*Work to complete*
[1] According to the post on iodine, what share of people in the United States does Hashimoto thyroiditis affect?
[2] In the post on iodine, which body parts does the first chapter of Braverman's "The Thyroid" say iodine is important for? List every one.

::: Text segment :::

HERE IS THE POST DISCUSSING THE CONTENT OF THE VIDEO:
Not to be confused with a thyroid protocol.
Most discussions about iodine intake revolve around Hashimoto's thyroiditis. But what about the majority of people where this condition is not an issue or even a potential issue? Hashimoto thyroiditis affects 1 to 2 percent of people in the United States.
Dr. Wentz, for example, sees people who predominantly have thyroid issues so her population is not representative of the general population. Iodine plays a broader role than just supporting the thyroid. Thus, intake of iodine must not be dictated by Hashimoto's disease. Although it MUST be a consideration.
The Holistic Primary Care website agrees.[i] Here is what this group has to say about iodine beyond the thyroid.
"Say the word “iodine” and most physicians automatically think, “thyroid.”
While the thyroid gland is an unquestionable iodine sponge, and iodine is a key constituent of thyroid hormone, it has other important physiologic effects, among them maintenance of healthy breast and ovarian tissue in women, and fostering optimal neuro-cognitive development in babies.
Less than 30% of the body’s total iodine load goes to the thyroid (note, other references indicate that 90% of total iodine goes to the thyroid). Between 60–80% of total iodine is non-hormonal and concentrated in extra-thyroidal tissues.[ii] This fact is sadly overlooked by most clinicians, to the detriment of their patients, says Sherri Tenpenny, DO, a holistic physician with a primary focus on women’s and children’s health."
“If you look at Braverman’s "The Thyroid," one of the bibles of endocrinology, it says in the very first chapter that iodine is important for the eyes, prostate, breast, ovaries. But medicine has largely ignored these tissues for decades. The FDA never even bothered to give a total body RDA for iodine beyond the anti-goiter recommendation of 150 mcg per day (in lactating women it’s 220–290 mcg) established in the 1920s,” Dr. Tenpenny told Holistic Primary Care."
“Since the early 1960s, we’ve known iodine deficiency was related to breast disease, including breast cancers. Carcinomas are most likely to develop in the ductal tissues that normally should be concentrating iodine.[iii] When these tissues are iodine-deficient, they are actually more sensitive to the stimulatory and proliferative effects of estrogen.”
Also, most discussions on iodine just consider levels of intake. However, there is inadequate consideration given to iodine loss. The point is, one must consider a "mass balance" on iodine based on:
co-factors (selenium for example),
excretion and other ways iodine is lost, and
risk for Hashimoto's.

::: The data :::

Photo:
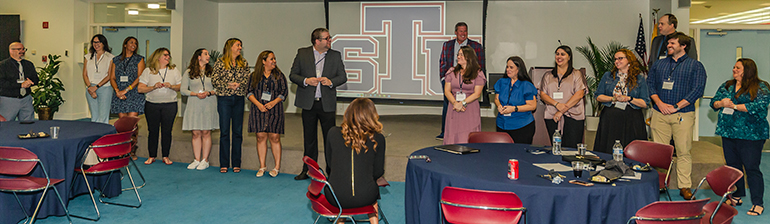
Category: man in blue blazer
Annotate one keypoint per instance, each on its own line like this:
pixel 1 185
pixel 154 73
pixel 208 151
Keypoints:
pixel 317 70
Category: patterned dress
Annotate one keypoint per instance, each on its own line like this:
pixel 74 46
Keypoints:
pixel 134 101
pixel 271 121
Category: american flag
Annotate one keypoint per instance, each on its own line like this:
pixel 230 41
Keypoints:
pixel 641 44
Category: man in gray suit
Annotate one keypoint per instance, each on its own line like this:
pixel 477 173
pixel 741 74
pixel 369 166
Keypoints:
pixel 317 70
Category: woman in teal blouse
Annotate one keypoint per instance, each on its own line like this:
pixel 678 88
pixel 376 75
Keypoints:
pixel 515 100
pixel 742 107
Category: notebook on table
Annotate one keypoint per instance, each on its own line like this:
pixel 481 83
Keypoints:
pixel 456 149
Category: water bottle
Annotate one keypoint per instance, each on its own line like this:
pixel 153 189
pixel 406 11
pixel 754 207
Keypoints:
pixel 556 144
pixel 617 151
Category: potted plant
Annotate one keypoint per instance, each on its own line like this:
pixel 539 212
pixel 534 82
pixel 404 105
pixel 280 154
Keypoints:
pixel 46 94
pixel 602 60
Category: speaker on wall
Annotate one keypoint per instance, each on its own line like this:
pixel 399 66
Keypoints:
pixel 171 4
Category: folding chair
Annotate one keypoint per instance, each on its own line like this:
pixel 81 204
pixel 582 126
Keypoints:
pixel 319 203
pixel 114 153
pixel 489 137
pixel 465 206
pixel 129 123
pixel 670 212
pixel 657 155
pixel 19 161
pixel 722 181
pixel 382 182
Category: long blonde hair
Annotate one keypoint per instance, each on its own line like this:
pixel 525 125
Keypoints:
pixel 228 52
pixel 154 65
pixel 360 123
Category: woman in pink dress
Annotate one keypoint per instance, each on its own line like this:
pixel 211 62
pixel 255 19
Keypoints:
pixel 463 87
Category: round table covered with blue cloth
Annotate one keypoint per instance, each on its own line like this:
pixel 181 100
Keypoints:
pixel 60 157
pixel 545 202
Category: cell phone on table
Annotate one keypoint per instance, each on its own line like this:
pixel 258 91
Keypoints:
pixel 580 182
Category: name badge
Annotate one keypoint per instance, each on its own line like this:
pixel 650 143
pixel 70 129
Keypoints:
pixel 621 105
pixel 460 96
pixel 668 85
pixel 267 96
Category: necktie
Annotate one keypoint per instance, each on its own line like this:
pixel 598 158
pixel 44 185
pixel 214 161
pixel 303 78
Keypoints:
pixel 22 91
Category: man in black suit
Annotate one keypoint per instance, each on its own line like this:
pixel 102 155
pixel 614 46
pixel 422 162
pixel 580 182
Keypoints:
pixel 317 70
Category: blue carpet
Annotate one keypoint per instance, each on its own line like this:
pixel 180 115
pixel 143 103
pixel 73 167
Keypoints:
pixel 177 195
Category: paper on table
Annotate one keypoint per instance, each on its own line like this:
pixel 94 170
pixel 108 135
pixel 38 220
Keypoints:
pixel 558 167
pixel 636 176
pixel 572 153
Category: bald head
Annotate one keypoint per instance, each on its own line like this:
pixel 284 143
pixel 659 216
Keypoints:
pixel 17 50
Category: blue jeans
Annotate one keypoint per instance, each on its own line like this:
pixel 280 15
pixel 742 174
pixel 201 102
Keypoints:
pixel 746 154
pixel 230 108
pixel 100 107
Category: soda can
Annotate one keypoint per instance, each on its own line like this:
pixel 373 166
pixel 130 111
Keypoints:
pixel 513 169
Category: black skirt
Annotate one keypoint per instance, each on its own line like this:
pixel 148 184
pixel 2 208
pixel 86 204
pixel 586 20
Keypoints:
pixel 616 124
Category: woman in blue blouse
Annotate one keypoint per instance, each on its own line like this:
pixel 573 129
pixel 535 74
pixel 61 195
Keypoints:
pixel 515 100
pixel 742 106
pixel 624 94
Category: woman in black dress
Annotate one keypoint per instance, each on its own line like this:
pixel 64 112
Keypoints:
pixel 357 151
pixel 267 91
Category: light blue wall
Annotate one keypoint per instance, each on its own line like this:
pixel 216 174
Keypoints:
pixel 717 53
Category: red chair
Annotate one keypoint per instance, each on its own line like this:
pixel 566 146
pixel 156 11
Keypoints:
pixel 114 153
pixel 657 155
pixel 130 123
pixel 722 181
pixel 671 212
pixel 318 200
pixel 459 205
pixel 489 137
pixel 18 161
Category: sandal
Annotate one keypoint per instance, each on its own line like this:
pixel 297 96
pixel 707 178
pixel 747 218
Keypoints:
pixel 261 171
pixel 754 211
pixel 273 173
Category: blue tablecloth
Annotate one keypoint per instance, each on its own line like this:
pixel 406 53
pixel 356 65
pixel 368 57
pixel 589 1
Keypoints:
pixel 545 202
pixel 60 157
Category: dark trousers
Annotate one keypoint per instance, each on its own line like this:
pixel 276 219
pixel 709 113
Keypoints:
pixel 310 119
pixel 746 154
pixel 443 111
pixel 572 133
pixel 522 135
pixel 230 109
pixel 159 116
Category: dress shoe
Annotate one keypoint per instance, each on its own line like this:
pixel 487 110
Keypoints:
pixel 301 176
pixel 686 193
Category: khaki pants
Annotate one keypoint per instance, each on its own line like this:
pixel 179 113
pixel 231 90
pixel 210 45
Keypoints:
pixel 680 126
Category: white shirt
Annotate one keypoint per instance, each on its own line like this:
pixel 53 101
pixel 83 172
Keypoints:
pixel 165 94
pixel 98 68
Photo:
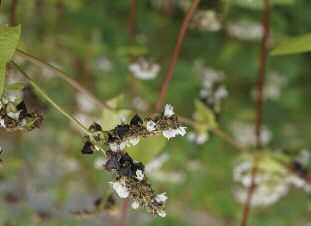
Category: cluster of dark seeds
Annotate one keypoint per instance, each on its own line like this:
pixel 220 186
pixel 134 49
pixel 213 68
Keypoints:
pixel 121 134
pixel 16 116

:::

*Numbered responses*
[1] 1 to 2 percent

[2] Eyes, prostate, breast, ovaries